Text for analysis:
↓↓↓

RHUBARB CUSTARD PIE
First, I freeze the 1/2" cut-up rhubarb from our garden in a heaping quart measuring bowl, so it's about 5 cups of rhubarb.
PIE CRUST
(for 2+ crusts) 2 C flour
3/4 C butter
pinch of salt
about 1/4 C water (depends on flour moisture)
I use my ground white whole wheat or pastry wheat I've always got in the freezer in Ziplock bags. Since I had kamut in there too, this pie is half wheat and half kamut. I always use butter, unsalted if I have it. I've used lard or the newer organic shortening which is palm oil. I never use shortening. It's vegetable oil heated so hot it's next step would be plastic. Our body does not know how to break this fat down - it's what's now called trans-fat. And labels that have partially hydrogenated anything I never get. It's the word "partial" that's killing people. It races around our body looking for a home and latches onto cells, hurting them, and today we have way more cancer, diabetes, and heart disease than ever.

↑↑↑

Required work:
1. Return the passage of the rhubarb custard pie recipe from "I use my ground" to "disease than ever.", copied word for word.
2. According to the rhubarb custard pie recipe, what flours make up this particular pie?
3. Extend the rhubarb custard pie recipe from the point where it stops.
The items that follow the rhubarb custard pie recipe come from a separate source.

Supplied material:
↓↓↓

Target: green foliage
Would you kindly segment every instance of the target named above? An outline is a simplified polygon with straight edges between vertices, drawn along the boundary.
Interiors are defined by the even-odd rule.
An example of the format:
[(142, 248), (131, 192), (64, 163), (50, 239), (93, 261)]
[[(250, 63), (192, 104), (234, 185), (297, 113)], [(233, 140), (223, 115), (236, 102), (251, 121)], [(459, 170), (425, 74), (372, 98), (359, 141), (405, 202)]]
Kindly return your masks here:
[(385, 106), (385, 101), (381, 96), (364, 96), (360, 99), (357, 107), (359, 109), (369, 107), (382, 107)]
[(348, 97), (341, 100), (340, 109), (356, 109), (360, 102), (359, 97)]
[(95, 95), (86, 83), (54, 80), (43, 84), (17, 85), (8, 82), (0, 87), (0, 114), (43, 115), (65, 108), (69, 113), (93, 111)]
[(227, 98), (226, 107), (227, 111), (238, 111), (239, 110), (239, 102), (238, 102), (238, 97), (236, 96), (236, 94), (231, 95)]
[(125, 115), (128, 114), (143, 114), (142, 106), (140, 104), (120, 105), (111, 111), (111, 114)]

↑↑↑

Answer set:
1.
I use my ground white whole wheat or pastry wheat I've always got in the freezer in Ziplock bags. Since I had kamut in there too, this pie is half wheat and half kamut. I always use butter, unsalted if I have it. I've used lard or the newer organic shortening which is palm oil. I never use shortening. It's vegetable oil heated so hot it's next step would be plastic. Our body does not know how to break this fat down - it's what's now called trans-fat. And labels that have partially hydrogenated anything I never get. It's the word "partial" that's killing people. It races around our body looking for a home and latches onto cells, hurting them, and today we have way more cancer, diabetes, and heart disease than ever.

2. Half wheat and half kamut.

3.
Filling -
the 5 cups cut up fresh or frozen rhubarb put in pie first.
Mix together -
3 eggs
2 Tb whole wheat flour
2 Tb tapioca
1/3 C honey
1 C sugar (we've been practically eliminating sugar, so I'm going to cut this back next time cuz it's too sweet for us now)
1/2-1 tsp orange peel
pinch of salt
When I put on the top crust I knife off the excess dough before crimping the edges.
I roll out this excess dough for little cinnamon tarts. Sometimes I'll put pats of butter then sprinkle on lots of cinnamon. The very little bit of sugar added on these is Sucanat. It can't really be called a sugar, cuz by its very nature, sugar is processed. Sucanat is plain dehydrated sugar cane.